- [Task prompt]:
Any picture among the records should be left out, please; retype the rest exactly.

# START OF Data supplied

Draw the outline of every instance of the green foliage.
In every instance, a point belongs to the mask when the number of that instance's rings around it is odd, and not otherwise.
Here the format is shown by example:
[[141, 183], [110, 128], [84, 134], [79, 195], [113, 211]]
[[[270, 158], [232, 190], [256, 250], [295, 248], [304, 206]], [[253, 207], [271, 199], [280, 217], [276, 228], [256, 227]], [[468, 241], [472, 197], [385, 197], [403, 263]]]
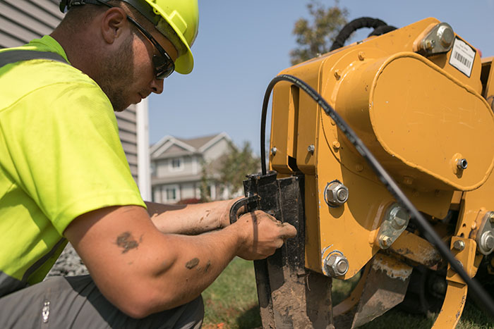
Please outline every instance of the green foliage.
[[[205, 307], [205, 329], [255, 328], [261, 327], [258, 306], [253, 263], [236, 258], [203, 293]], [[333, 304], [343, 300], [358, 282], [358, 277], [343, 281], [334, 280]], [[363, 325], [363, 329], [430, 328], [437, 314], [412, 315], [393, 309]], [[466, 299], [457, 329], [494, 328], [492, 318], [475, 303]]]
[[247, 329], [261, 325], [252, 261], [234, 259], [204, 291], [203, 298], [205, 329]]
[[255, 173], [260, 169], [260, 160], [253, 154], [248, 142], [245, 142], [241, 149], [230, 143], [229, 151], [222, 160], [219, 181], [229, 187], [231, 194], [242, 190], [246, 175]]
[[339, 30], [347, 24], [348, 11], [335, 6], [327, 8], [319, 0], [311, 0], [307, 4], [311, 20], [299, 18], [295, 22], [293, 34], [296, 37], [298, 47], [290, 51], [291, 65], [317, 57], [330, 51]]

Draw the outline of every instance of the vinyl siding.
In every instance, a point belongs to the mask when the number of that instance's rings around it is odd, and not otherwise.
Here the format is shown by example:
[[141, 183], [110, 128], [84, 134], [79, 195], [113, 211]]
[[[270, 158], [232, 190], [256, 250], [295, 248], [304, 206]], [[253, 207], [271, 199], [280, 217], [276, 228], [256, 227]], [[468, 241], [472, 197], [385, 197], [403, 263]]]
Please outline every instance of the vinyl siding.
[[[18, 46], [52, 32], [64, 18], [58, 0], [0, 0], [0, 48]], [[120, 139], [138, 180], [135, 109], [116, 113]]]

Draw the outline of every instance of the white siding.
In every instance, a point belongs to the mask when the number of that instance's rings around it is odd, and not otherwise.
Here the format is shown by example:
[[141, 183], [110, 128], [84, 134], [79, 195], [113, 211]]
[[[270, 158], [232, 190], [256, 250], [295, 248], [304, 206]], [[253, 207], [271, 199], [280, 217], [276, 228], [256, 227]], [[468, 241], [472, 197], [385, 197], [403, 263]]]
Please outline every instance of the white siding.
[[[0, 0], [0, 48], [18, 46], [52, 32], [64, 18], [59, 0]], [[132, 106], [116, 113], [120, 139], [134, 179], [138, 179], [137, 125]], [[139, 133], [147, 134], [147, 132]]]
[[204, 159], [206, 161], [216, 159], [228, 149], [228, 142], [225, 138], [222, 138], [204, 152]]

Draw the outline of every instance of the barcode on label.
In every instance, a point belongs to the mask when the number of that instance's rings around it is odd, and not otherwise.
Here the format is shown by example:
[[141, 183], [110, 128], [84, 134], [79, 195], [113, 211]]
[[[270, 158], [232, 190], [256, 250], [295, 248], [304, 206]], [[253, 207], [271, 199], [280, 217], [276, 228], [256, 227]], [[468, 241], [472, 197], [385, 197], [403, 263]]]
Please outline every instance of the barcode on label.
[[463, 57], [462, 55], [460, 55], [459, 53], [454, 51], [454, 54], [453, 54], [453, 56], [454, 56], [455, 58], [457, 58], [458, 61], [462, 62], [464, 65], [467, 66], [469, 68], [471, 68], [471, 61], [469, 61], [468, 59], [465, 58]]
[[452, 48], [450, 57], [450, 64], [470, 77], [476, 51], [458, 37], [454, 38]]

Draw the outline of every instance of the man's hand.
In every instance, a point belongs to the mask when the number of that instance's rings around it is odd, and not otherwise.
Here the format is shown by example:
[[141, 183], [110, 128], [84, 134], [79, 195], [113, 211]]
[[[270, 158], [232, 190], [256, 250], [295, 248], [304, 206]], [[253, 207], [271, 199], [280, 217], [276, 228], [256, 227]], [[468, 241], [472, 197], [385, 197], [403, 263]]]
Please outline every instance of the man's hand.
[[232, 226], [238, 227], [242, 238], [237, 256], [248, 260], [271, 256], [287, 239], [296, 235], [294, 226], [261, 211], [241, 216]]

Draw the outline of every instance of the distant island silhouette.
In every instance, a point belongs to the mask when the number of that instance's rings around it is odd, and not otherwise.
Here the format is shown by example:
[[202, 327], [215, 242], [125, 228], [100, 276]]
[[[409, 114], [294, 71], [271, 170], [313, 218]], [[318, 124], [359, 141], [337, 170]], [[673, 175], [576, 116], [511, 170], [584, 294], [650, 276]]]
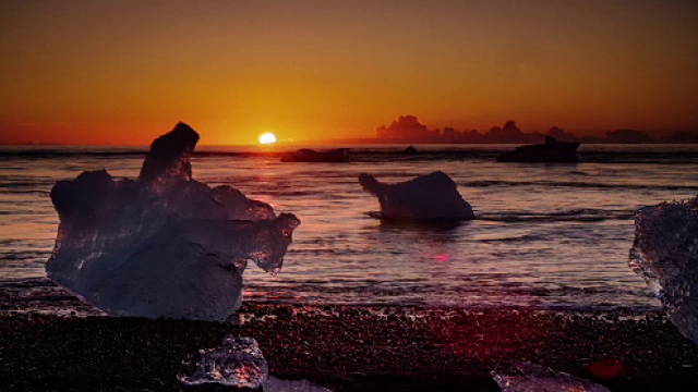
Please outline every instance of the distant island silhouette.
[[414, 115], [400, 115], [389, 126], [382, 125], [375, 130], [377, 143], [399, 144], [532, 144], [541, 143], [545, 136], [559, 142], [579, 142], [587, 144], [690, 144], [698, 143], [698, 132], [679, 131], [664, 137], [652, 137], [643, 131], [613, 130], [603, 136], [576, 136], [561, 127], [553, 126], [546, 133], [526, 133], [516, 121], [509, 120], [503, 126], [493, 126], [485, 133], [478, 130], [458, 131], [453, 127], [430, 130], [419, 122]]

# END OF Data supplied

- [Exercise output]:
Draw the outline of every instance of the green foliage.
In every instance, a point belongs to the mask when the number of that instance's rings around it is odd, and not otherwise.
Here the format is shown by example:
[[141, 183], [110, 128], [84, 134], [79, 195], [113, 211]]
[[[270, 158], [232, 190], [256, 250], [295, 248], [304, 206]], [[253, 207], [271, 199], [280, 217], [276, 228], [256, 227]], [[468, 241], [472, 197], [385, 197], [403, 263]]]
Please outline every instance of the green foliage.
[[[205, 307], [205, 329], [255, 328], [261, 327], [258, 306], [253, 263], [236, 258], [203, 293]], [[333, 304], [343, 300], [358, 282], [358, 277], [343, 281], [334, 280]], [[363, 325], [363, 329], [430, 328], [437, 314], [412, 315], [393, 309]], [[466, 299], [457, 329], [494, 328], [492, 318], [475, 303]]]
[[247, 329], [261, 325], [252, 261], [234, 259], [204, 291], [203, 298], [205, 329]]
[[255, 173], [260, 169], [260, 160], [253, 154], [248, 142], [245, 142], [241, 149], [230, 143], [229, 151], [222, 160], [219, 181], [229, 187], [231, 194], [242, 190], [246, 175]]
[[339, 30], [347, 24], [348, 11], [335, 6], [327, 8], [319, 0], [311, 0], [307, 4], [311, 20], [299, 18], [295, 22], [293, 34], [296, 37], [298, 47], [290, 51], [291, 65], [317, 57], [330, 51]]

Draw the outline of every instance of the vinyl siding.
In every instance, a point belongs to the mask when the number of that instance's rings around it is odd, and not otherwise.
Here the format is shown by example:
[[141, 183], [110, 128], [84, 134], [79, 195], [113, 211]]
[[[270, 158], [232, 190], [256, 250], [295, 248], [304, 206]], [[253, 207], [271, 199], [280, 217], [276, 228], [256, 227]], [[468, 241], [472, 197], [385, 197], [403, 263]]]
Please outline every instance of the vinyl siding.
[[[18, 46], [52, 32], [64, 18], [58, 0], [0, 0], [0, 48]], [[120, 139], [138, 180], [135, 109], [116, 113]]]

Draw the outline of every instance of the white siding.
In every instance, a point belongs to the mask when the number of that instance's rings around it is odd, and not otherwise.
Here the format is shown by example:
[[141, 183], [110, 128], [84, 134], [79, 195], [113, 211]]
[[[270, 158], [232, 190], [256, 250], [295, 248], [304, 206]], [[253, 207], [271, 199], [280, 217], [276, 228], [256, 227]], [[468, 241], [472, 197], [385, 197], [403, 263]]]
Please outline every instance of the white siding.
[[[0, 0], [0, 48], [18, 46], [52, 32], [64, 18], [59, 0]], [[132, 106], [116, 113], [120, 139], [134, 179], [138, 179], [137, 125]], [[139, 133], [147, 134], [147, 132]]]
[[204, 159], [206, 161], [216, 159], [228, 149], [228, 142], [225, 138], [222, 138], [204, 152]]

Draw the outline of every instance of the barcode on label.
In every instance, a point belongs to the mask when the number of that instance's rings around it is odd, and not otherwise.
Here the format is shown by example:
[[141, 183], [110, 128], [84, 134], [79, 195], [113, 211]]
[[[270, 158], [232, 190], [256, 250], [295, 248], [304, 206]], [[253, 207], [271, 199], [280, 217], [276, 228], [256, 227]], [[468, 241], [472, 197], [385, 197], [403, 263]]]
Please outline every instance of the barcode on label.
[[463, 57], [462, 55], [460, 55], [459, 53], [454, 51], [454, 54], [453, 54], [453, 56], [454, 56], [455, 58], [457, 58], [458, 61], [462, 62], [464, 65], [467, 66], [469, 68], [471, 68], [471, 61], [469, 61], [468, 59], [465, 58]]
[[452, 48], [450, 57], [450, 64], [470, 77], [476, 51], [458, 37], [454, 38]]

Draw the outline of every instance of the man's hand.
In every instance, a point belongs to the mask when the number of that instance's rings around it is odd, and not otherwise.
Here the format is shown by example:
[[141, 183], [110, 128], [84, 134], [79, 195], [113, 211]]
[[[270, 158], [232, 190], [256, 250], [295, 248], [304, 206]], [[253, 207], [271, 199], [280, 217], [276, 228], [256, 227]], [[468, 241], [472, 197], [385, 197], [403, 263]]]
Please outline every instance of the man's hand.
[[232, 226], [238, 227], [242, 238], [237, 256], [248, 260], [271, 256], [287, 239], [296, 235], [294, 226], [261, 211], [241, 216]]

Draw the outline of every instance of the distant island silhouette.
In every instance, a point belongs to the mask when the number of that instance's rings around it is odd, and not otherwise.
Here the format is shown by example:
[[202, 327], [215, 242], [125, 228], [100, 276]]
[[[409, 114], [294, 71], [271, 170], [313, 218]], [[318, 124], [359, 141], [337, 170]], [[673, 175], [576, 116], [511, 170], [584, 294], [650, 276]]]
Please outline every instance of the distant island silhouette.
[[414, 115], [400, 115], [389, 126], [382, 125], [375, 130], [377, 143], [399, 144], [532, 144], [541, 143], [545, 136], [559, 142], [579, 142], [587, 144], [690, 144], [698, 143], [698, 132], [679, 131], [664, 137], [652, 137], [643, 131], [613, 130], [603, 136], [576, 136], [561, 127], [553, 126], [546, 133], [526, 133], [516, 121], [509, 120], [503, 126], [493, 126], [485, 133], [478, 130], [458, 131], [453, 127], [430, 130], [419, 122]]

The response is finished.